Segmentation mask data
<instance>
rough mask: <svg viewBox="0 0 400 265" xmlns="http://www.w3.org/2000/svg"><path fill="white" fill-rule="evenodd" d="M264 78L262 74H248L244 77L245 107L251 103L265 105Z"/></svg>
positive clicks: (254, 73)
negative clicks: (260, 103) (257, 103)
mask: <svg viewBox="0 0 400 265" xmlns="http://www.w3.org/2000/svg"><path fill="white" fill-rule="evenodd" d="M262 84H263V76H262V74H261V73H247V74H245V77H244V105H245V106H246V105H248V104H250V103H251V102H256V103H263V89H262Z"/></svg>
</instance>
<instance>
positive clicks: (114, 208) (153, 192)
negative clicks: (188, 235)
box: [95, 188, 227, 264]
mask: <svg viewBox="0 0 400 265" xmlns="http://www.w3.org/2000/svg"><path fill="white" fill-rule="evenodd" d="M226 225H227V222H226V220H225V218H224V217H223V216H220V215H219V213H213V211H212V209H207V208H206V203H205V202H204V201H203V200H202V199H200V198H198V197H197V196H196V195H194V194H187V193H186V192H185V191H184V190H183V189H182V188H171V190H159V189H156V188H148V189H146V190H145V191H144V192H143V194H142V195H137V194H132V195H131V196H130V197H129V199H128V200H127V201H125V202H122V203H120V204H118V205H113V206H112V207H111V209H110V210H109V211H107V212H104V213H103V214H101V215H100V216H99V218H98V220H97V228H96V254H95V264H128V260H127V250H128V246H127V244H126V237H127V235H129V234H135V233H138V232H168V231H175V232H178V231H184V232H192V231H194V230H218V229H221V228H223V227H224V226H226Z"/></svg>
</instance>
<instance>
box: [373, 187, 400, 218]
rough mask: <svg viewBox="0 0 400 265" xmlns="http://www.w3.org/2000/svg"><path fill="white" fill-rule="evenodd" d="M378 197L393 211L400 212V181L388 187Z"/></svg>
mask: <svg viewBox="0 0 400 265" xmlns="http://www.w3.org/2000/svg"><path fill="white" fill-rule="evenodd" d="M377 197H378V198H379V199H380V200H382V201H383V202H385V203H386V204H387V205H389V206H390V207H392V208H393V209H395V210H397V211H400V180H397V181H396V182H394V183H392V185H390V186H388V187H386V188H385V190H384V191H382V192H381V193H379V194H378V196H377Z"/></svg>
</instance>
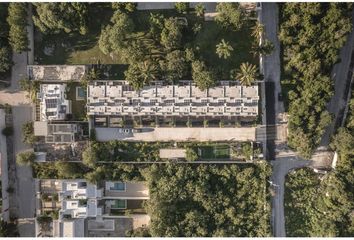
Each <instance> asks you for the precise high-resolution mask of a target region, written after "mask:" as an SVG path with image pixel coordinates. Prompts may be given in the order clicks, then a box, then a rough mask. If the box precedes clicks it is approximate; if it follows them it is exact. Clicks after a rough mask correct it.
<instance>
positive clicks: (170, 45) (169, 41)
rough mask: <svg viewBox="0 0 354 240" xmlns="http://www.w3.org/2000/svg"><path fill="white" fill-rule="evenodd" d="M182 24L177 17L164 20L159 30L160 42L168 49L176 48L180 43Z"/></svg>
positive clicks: (177, 46) (181, 37) (180, 43)
mask: <svg viewBox="0 0 354 240" xmlns="http://www.w3.org/2000/svg"><path fill="white" fill-rule="evenodd" d="M181 30H182V26H181V24H180V23H179V22H178V19H177V18H172V17H171V18H168V19H166V20H165V23H164V27H163V29H162V32H161V44H162V45H163V46H164V47H165V48H166V49H168V50H171V49H177V48H179V47H180V45H181V40H182V31H181Z"/></svg>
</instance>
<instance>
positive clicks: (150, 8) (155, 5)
mask: <svg viewBox="0 0 354 240" xmlns="http://www.w3.org/2000/svg"><path fill="white" fill-rule="evenodd" d="M174 8H175V3H174V2H138V6H137V9H138V10H158V9H174Z"/></svg>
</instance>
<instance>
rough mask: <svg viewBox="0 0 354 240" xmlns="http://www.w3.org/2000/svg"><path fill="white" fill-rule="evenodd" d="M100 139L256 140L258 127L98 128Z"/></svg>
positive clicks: (232, 140)
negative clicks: (135, 132)
mask: <svg viewBox="0 0 354 240" xmlns="http://www.w3.org/2000/svg"><path fill="white" fill-rule="evenodd" d="M96 137H97V140H98V141H110V140H124V141H147V142H155V141H162V142H166V141H177V142H184V141H255V140H256V128H252V127H249V128H144V129H143V131H142V132H140V133H129V134H124V133H120V132H119V128H96Z"/></svg>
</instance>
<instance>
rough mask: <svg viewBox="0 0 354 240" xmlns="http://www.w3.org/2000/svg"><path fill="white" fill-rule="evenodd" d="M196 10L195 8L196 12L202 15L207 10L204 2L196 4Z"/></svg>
mask: <svg viewBox="0 0 354 240" xmlns="http://www.w3.org/2000/svg"><path fill="white" fill-rule="evenodd" d="M194 10H195V14H196V15H197V16H198V17H202V16H203V15H204V12H205V7H204V5H203V4H202V3H198V4H197V5H195V7H194Z"/></svg>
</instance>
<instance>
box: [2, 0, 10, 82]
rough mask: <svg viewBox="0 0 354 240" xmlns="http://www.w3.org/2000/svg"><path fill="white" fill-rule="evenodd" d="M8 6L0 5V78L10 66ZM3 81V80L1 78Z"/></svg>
mask: <svg viewBox="0 0 354 240" xmlns="http://www.w3.org/2000/svg"><path fill="white" fill-rule="evenodd" d="M7 17H8V4H7V3H2V4H0V76H1V77H2V76H4V75H5V73H6V72H8V71H9V70H10V69H11V66H12V51H11V47H10V45H9V40H8V38H9V25H8V23H7V21H6V19H7ZM2 79H4V78H2Z"/></svg>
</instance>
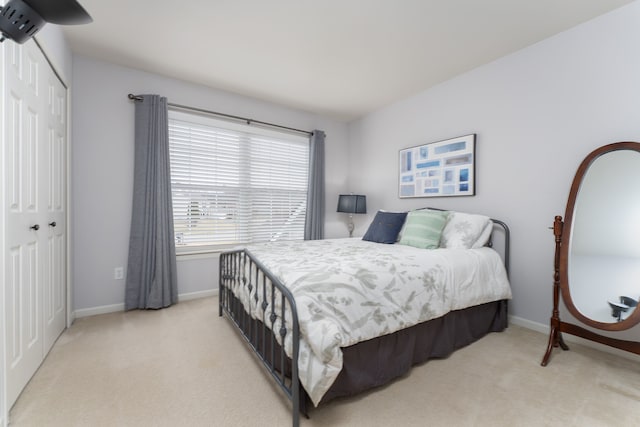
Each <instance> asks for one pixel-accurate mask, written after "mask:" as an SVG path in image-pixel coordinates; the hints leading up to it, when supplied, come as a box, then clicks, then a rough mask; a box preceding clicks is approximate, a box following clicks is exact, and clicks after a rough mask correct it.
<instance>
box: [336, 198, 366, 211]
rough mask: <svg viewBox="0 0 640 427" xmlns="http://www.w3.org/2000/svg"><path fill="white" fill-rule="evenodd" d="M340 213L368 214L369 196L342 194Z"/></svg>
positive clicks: (339, 203)
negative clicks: (343, 212)
mask: <svg viewBox="0 0 640 427" xmlns="http://www.w3.org/2000/svg"><path fill="white" fill-rule="evenodd" d="M338 212H344V213H367V196H362V195H357V194H341V195H340V197H339V198H338Z"/></svg>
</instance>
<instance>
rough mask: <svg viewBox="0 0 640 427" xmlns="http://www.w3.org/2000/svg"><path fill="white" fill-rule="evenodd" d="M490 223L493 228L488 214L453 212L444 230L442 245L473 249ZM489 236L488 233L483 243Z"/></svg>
mask: <svg viewBox="0 0 640 427" xmlns="http://www.w3.org/2000/svg"><path fill="white" fill-rule="evenodd" d="M490 225H491V229H493V226H492V224H491V219H490V218H489V217H488V216H484V215H473V214H468V213H462V212H451V215H450V216H449V221H447V225H446V226H445V227H444V230H443V231H442V240H441V242H440V246H441V247H443V248H447V249H471V248H472V247H473V246H474V244H475V243H476V242H478V240H479V239H480V237H481V236H483V232H485V229H486V228H487V227H488V226H490ZM491 229H490V230H489V235H490V234H491ZM488 238H489V236H488V235H487V236H486V237H484V239H485V241H484V242H483V243H482V245H484V244H485V243H486V242H487V240H488ZM482 245H480V246H482ZM480 246H478V247H480Z"/></svg>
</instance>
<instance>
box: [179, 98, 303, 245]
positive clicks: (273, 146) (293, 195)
mask: <svg viewBox="0 0 640 427" xmlns="http://www.w3.org/2000/svg"><path fill="white" fill-rule="evenodd" d="M169 150H170V160H171V191H172V197H173V221H174V229H175V230H174V231H175V239H176V248H177V251H178V252H181V251H182V252H184V251H189V250H206V249H214V248H216V247H219V246H221V245H235V244H239V243H255V242H266V241H276V240H295V239H300V240H301V239H303V238H304V223H305V215H306V207H307V181H308V171H309V141H308V139H307V138H306V137H305V136H300V135H293V134H290V133H281V132H277V131H273V130H267V129H262V128H258V127H255V126H249V125H243V124H236V123H231V122H226V121H222V120H218V119H215V118H212V117H208V116H206V117H205V116H201V115H197V114H187V113H184V112H182V111H174V110H170V111H169Z"/></svg>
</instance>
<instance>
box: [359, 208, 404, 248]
mask: <svg viewBox="0 0 640 427" xmlns="http://www.w3.org/2000/svg"><path fill="white" fill-rule="evenodd" d="M406 218H407V213H406V212H383V211H378V213H376V217H375V218H373V221H372V222H371V224H370V225H369V229H368V230H367V232H366V233H365V234H364V237H363V238H362V240H367V241H369V242H376V243H395V242H396V241H397V240H398V234H399V233H400V230H401V229H402V225H403V224H404V220H405V219H406Z"/></svg>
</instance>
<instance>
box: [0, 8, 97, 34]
mask: <svg viewBox="0 0 640 427" xmlns="http://www.w3.org/2000/svg"><path fill="white" fill-rule="evenodd" d="M91 21H92V18H91V16H90V15H89V14H88V13H87V12H86V11H85V10H84V9H83V8H82V6H81V5H80V4H79V3H78V2H77V1H76V0H9V1H8V2H7V3H6V4H5V5H4V6H0V33H2V37H1V38H0V41H3V40H4V39H10V40H13V41H14V42H16V43H18V44H22V43H24V42H26V41H27V40H29V39H30V38H31V37H33V36H34V35H35V34H36V33H37V32H38V31H40V29H41V28H42V27H43V26H44V25H45V24H46V23H47V22H51V23H52V24H62V25H71V24H88V23H89V22H91Z"/></svg>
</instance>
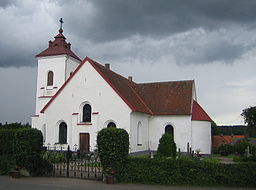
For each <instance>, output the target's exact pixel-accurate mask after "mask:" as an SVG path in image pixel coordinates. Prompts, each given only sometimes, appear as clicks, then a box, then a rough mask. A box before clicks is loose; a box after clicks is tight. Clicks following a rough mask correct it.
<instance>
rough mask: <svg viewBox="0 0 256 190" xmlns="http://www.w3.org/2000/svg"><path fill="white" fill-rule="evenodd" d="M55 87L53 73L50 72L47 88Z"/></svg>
mask: <svg viewBox="0 0 256 190" xmlns="http://www.w3.org/2000/svg"><path fill="white" fill-rule="evenodd" d="M52 85H53V72H52V71H49V72H48V75H47V86H52Z"/></svg>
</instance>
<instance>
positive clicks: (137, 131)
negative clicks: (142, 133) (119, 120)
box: [137, 122, 142, 146]
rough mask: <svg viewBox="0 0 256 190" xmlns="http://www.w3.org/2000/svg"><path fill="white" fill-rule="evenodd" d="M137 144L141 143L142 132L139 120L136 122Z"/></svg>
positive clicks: (139, 145)
mask: <svg viewBox="0 0 256 190" xmlns="http://www.w3.org/2000/svg"><path fill="white" fill-rule="evenodd" d="M137 145H138V146H141V145H142V132H141V122H139V123H138V126H137Z"/></svg>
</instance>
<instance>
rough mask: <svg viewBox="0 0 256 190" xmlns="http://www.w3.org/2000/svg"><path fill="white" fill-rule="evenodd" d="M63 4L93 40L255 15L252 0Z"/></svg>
mask: <svg viewBox="0 0 256 190" xmlns="http://www.w3.org/2000/svg"><path fill="white" fill-rule="evenodd" d="M61 2H62V1H61ZM72 5H73V6H75V7H76V8H74V7H72ZM63 7H64V8H63V13H66V12H69V14H70V15H72V16H71V17H69V18H67V20H70V21H71V22H67V25H71V27H72V28H77V30H76V31H75V32H76V33H77V34H78V35H79V36H83V37H84V36H86V37H87V38H88V39H90V40H92V41H109V40H116V39H120V38H126V37H127V36H130V35H134V34H140V35H146V36H147V35H148V36H152V37H163V36H166V35H170V34H173V33H177V32H183V31H187V30H190V29H192V28H197V27H204V28H207V29H212V30H213V29H216V28H219V27H222V26H227V25H230V24H238V25H245V24H248V23H250V24H251V25H254V24H255V16H256V1H255V0H248V1H241V0H226V1H223V0H214V1H212V0H193V1H191V0H172V1H170V0H158V1H155V0H130V1H117V0H105V1H102V0H90V1H89V3H88V4H87V6H86V5H85V6H81V1H75V3H74V2H73V1H72V2H70V1H68V2H67V3H66V4H64V5H63ZM87 8H88V9H87ZM78 10H79V11H78ZM91 10H92V12H91V14H90V13H88V11H89V12H90V11H91ZM87 19H90V22H87ZM78 20H80V21H78Z"/></svg>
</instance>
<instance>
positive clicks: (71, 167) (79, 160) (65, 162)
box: [43, 146, 103, 180]
mask: <svg viewBox="0 0 256 190" xmlns="http://www.w3.org/2000/svg"><path fill="white" fill-rule="evenodd" d="M74 150H75V149H73V150H70V147H69V146H68V147H67V149H64V148H57V147H56V146H54V147H46V148H44V154H43V157H44V158H45V159H46V160H48V161H49V162H51V163H52V165H53V171H52V173H51V175H53V176H61V177H75V178H86V179H97V180H101V179H102V178H103V172H102V167H101V162H100V159H99V157H98V155H97V153H96V152H91V153H85V152H82V151H80V150H76V151H74Z"/></svg>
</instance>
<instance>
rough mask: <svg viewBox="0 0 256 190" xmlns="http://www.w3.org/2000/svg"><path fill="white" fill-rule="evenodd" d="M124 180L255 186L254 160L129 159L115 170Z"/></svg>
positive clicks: (236, 186) (168, 182) (197, 184)
mask: <svg viewBox="0 0 256 190" xmlns="http://www.w3.org/2000/svg"><path fill="white" fill-rule="evenodd" d="M117 174H118V175H117V179H118V180H119V181H120V182H126V183H144V184H162V185H196V186H235V187H237V186H240V187H256V180H255V178H256V164H254V163H240V164H218V163H208V162H200V161H197V162H195V161H192V160H190V161H188V160H180V159H177V160H175V159H172V158H169V159H168V158H167V159H166V158H163V157H162V158H158V159H150V158H136V157H131V158H129V159H128V162H127V164H126V166H125V167H124V168H123V169H122V170H121V171H119V172H118V173H117Z"/></svg>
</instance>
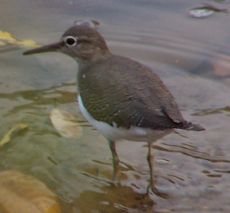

Work request
Select every line above that contains the word "coordinates", and copy it.

Response to this exercise
Each <instance> asks you for the precise high-resolution mask of a target region, written after "mask:" as an SVG path with image pixel coordinates. Prompts may be given in the order clicks, then a box, then a rough mask. If the box precedes clicks it is approximate; if it follows them it is exact. Clicks after a rough mask correct it.
Each <instance> asks for one pixel-accurate mask, written after "mask:" as an SVG path in image-pixel coordinates; the hints leading up to it, when supplied, come as a box, then clicks, then a rough mask; a box preceding clicks is approximate, a box following clicks is exact, and clicks after a rough mask correct it.
For each <instance>, output the target's exact pixel-accurate mask after "mask:" as an SVG path in image pixel coordinates. Prompts, each given only sometimes, appear as clicks, then a box, then a rough mask. A box before clicks is loose; a box after clicks is tight. Clicks following a rough mask correct it.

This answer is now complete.